Brief:
Copy verbatim the span of lines beginning at the line that contains "blue bridge, a" and ending with the final line of the data. Exclude pictures from the copy.

[Available data]

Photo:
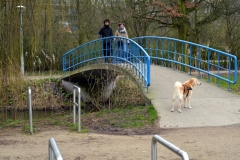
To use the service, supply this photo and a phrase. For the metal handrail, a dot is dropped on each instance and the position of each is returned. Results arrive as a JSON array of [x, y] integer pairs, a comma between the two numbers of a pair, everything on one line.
[[167, 144], [175, 53], [76, 88], [92, 53]]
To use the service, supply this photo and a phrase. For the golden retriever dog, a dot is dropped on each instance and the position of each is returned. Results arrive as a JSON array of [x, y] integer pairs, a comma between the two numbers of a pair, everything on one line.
[[183, 91]]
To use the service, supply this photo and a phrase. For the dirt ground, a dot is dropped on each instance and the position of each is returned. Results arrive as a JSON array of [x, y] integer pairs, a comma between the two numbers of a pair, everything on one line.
[[204, 143]]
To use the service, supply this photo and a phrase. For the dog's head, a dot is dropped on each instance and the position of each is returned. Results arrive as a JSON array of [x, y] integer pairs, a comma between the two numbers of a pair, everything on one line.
[[194, 81]]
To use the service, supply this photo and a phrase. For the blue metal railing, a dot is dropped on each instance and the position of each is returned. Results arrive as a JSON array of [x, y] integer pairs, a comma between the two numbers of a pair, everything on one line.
[[128, 52], [180, 54]]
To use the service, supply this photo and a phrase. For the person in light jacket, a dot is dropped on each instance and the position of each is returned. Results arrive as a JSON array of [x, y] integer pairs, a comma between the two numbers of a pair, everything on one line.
[[122, 49], [106, 31]]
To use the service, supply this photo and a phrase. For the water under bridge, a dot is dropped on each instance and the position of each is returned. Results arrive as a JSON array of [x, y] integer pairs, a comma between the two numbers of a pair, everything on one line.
[[154, 64]]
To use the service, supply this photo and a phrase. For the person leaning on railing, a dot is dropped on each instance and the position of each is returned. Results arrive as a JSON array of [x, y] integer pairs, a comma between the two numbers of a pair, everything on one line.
[[122, 49], [106, 31]]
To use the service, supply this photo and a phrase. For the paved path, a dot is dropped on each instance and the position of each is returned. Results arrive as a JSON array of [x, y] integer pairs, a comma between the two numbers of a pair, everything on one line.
[[211, 105]]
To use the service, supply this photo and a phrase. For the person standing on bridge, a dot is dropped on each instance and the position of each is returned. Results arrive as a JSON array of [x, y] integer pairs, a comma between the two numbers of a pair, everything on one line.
[[106, 31], [122, 49]]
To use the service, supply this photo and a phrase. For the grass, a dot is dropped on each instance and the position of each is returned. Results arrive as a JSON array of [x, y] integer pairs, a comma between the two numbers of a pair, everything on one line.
[[129, 117], [224, 84]]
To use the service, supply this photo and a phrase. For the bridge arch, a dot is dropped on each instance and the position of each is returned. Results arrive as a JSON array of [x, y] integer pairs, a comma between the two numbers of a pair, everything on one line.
[[144, 51]]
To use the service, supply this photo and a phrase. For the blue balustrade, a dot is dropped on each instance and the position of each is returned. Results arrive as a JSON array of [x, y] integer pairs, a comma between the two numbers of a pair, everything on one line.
[[190, 57], [114, 50], [139, 52]]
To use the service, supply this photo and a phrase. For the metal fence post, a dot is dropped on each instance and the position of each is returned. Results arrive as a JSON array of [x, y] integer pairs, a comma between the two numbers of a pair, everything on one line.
[[53, 151], [167, 144], [30, 109], [76, 88]]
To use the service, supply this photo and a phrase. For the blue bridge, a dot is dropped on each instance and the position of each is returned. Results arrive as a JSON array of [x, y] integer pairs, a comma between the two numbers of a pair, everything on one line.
[[154, 64]]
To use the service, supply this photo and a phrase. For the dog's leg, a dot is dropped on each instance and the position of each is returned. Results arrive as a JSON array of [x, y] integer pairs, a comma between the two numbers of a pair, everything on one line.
[[184, 100], [173, 100], [189, 103], [179, 106]]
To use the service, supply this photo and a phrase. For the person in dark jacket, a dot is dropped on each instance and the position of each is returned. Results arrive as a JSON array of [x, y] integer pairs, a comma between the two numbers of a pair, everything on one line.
[[106, 31]]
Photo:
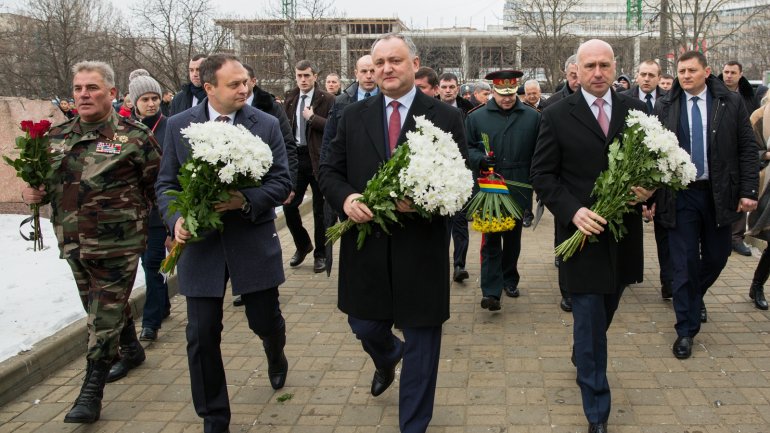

[/Available data]

Response for this exercise:
To use the service, supply this photo and a phrase. For the blue bridge, a dot is dropped on each instance and the position of each is returned. Results arrive as a JSON array of [x, y] integer pairs, a comma between the two numbers of a pair, everything on one line.
[[154, 64]]
To use the service, supply this photo and a phrase. For the dog's leg, a dot is dropped on each instance and the position of each is returned. Results arrive as a JSON array of [x, y] integer pairs, a comma between the two numbers of a pair, everything on one line.
[[184, 100], [173, 100], [189, 103], [179, 106]]
To use the service, supply this photo and a phrase. For the person in dark jacket, a dot is dropped on each instance and the position of each is returned. Results arrive as a JSON array of [x, y] integer pairs, a comma between the two numbers of a pair, everything on one line.
[[106, 31]]
Photo:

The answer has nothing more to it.